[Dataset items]

---------------

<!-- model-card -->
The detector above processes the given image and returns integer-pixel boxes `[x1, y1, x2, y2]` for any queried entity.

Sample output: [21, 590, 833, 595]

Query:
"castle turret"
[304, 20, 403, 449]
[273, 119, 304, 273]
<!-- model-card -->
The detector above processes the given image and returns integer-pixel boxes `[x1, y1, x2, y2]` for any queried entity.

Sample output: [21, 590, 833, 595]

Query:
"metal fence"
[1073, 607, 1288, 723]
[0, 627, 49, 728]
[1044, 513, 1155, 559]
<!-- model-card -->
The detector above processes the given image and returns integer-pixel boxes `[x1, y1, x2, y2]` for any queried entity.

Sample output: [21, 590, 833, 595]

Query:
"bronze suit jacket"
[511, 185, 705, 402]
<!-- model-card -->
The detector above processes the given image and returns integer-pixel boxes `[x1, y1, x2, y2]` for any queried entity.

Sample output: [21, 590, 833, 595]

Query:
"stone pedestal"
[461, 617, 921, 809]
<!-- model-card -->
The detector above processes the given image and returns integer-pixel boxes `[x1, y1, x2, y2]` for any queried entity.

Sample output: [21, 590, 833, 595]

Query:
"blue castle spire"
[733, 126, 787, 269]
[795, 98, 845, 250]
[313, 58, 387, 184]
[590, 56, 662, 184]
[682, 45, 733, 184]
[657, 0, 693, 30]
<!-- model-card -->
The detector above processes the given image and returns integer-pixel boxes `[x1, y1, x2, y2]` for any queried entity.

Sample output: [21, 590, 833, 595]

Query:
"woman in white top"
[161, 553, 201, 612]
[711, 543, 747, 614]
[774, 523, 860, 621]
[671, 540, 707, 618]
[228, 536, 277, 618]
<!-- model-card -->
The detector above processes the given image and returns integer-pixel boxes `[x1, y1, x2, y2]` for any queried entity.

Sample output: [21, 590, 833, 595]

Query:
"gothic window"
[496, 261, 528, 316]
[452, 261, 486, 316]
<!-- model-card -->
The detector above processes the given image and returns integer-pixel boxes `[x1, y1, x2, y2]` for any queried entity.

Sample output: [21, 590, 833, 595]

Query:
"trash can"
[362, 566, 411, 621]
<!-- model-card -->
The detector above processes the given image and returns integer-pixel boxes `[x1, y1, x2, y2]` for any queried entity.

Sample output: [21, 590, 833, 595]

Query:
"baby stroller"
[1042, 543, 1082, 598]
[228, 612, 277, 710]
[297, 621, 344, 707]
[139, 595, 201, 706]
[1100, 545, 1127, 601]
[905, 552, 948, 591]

---------------

OBJECTIVE:
Rewrite every line of the records from the start through the line containing "[461, 617, 921, 809]", inclusive, with the requests kept. Adjust each bounding-box coordinate in the answers by adding -63 to it.

TASK OUTPUT:
<!-- model-card -->
The detector above processes the given image and returns integer-pixel boxes `[x1, y1, x2, y2]` for any queried entity.

Sample output: [21, 590, 833, 595]

Query:
"castle turret"
[241, -43, 340, 386]
[210, 56, 241, 210]
<!-- model-card -->
The detector above processes the given image and returns integer-pixel boxes `[x1, y1, x2, y2]` for any queried entity.

Sample output: [21, 590, 833, 595]

Query:
"metal fence"
[1010, 544, 1225, 660]
[-63, 564, -14, 665]
[981, 450, 1092, 496]
<!-- model-card -->
The detector above processes the given image and returns integer-pixel boxes `[x1, y1, x2, y2]` for any queried entity.

Sample output: [21, 590, 833, 595]

Query:
"bronze suit jacket"
[448, 122, 642, 339]
<!-- model-card -->
The detector above processes the given image and returns integer-pixel boxes `[x1, y1, x2, y2]` for any queried entity.

Sample output: [21, 590, 833, 595]

Query:
"stone pedestal"
[398, 554, 858, 746]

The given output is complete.